=== Set task ===
Rescale the entries from the line with "like [(473, 420)]." up to and including the line with "[(423, 252), (553, 295), (729, 282), (639, 290)]", writing out only those lines with requests included and every answer coordinate multiplied by 2.2 and rounded to a whole number, halves up. Leave all numbers in the requests, sample coordinates included, as they are.

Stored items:
====================
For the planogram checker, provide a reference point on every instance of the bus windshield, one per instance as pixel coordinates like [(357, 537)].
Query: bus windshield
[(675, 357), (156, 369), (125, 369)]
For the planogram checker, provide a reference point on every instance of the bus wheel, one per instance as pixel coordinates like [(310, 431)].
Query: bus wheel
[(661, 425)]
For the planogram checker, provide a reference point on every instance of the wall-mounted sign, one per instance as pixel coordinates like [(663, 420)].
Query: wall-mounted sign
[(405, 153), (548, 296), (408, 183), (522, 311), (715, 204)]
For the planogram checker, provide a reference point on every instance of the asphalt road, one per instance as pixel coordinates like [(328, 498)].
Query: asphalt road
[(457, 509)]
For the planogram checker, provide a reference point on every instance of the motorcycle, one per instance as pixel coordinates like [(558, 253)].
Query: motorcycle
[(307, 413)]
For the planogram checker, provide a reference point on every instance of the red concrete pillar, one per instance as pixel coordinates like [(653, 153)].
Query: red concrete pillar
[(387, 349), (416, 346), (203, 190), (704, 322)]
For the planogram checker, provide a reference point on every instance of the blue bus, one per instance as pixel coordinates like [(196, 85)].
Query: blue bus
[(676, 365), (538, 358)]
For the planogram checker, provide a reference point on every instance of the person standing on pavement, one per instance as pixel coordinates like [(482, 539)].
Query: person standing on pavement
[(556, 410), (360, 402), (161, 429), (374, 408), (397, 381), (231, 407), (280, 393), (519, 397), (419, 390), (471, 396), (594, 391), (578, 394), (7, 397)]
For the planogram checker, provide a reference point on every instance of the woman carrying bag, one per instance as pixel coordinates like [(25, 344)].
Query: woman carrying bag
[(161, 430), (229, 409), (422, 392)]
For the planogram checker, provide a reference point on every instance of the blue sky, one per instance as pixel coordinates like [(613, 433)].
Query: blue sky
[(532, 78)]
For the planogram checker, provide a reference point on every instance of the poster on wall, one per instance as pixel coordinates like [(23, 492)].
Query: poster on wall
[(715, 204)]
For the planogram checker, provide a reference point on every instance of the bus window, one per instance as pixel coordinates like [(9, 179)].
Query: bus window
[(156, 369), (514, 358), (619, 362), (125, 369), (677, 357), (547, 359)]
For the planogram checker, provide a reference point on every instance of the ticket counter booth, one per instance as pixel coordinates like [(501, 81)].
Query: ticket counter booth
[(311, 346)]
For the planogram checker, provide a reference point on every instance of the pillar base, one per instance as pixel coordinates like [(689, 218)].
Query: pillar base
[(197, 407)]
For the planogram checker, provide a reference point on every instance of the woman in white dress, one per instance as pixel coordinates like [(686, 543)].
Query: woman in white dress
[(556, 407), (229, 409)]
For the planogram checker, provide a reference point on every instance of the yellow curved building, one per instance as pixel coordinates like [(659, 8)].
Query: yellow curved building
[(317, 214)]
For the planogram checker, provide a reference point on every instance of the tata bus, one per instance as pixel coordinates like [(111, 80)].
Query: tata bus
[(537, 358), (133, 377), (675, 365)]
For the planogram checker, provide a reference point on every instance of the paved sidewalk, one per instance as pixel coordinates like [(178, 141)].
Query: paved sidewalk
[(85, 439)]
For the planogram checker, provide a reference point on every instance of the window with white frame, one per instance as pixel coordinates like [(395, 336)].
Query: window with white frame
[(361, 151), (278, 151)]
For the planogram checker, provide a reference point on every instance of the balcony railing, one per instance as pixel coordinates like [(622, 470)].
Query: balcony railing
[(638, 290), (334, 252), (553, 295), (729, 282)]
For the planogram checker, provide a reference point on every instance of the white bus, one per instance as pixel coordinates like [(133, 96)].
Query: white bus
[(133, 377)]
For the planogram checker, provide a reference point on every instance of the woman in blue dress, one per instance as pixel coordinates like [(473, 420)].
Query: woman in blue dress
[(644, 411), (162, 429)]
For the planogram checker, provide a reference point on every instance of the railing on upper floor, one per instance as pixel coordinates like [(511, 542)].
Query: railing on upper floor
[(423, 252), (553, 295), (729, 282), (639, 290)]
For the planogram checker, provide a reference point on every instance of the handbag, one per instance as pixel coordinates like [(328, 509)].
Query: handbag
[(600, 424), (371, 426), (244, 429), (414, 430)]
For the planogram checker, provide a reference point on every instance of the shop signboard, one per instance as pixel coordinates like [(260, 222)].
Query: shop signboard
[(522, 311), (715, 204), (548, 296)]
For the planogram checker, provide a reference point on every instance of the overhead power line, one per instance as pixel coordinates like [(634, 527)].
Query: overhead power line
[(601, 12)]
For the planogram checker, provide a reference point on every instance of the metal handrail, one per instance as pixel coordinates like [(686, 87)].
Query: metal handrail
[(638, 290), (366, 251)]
====================
=== Result for this task ===
For the planogram checker, provide a reference point on every instance of the woman in blue dress, one per instance as pixel coordinates like [(473, 420)].
Query: woman in blue dress
[(1417, 904), (356, 944)]
For the planogram checker, provide a reference point on every instance of the railing on upper floor, one per instance as pixel coordinates like [(511, 542)].
Query: railing on upper floor
[(931, 554), (1217, 649), (1604, 620), (1406, 638)]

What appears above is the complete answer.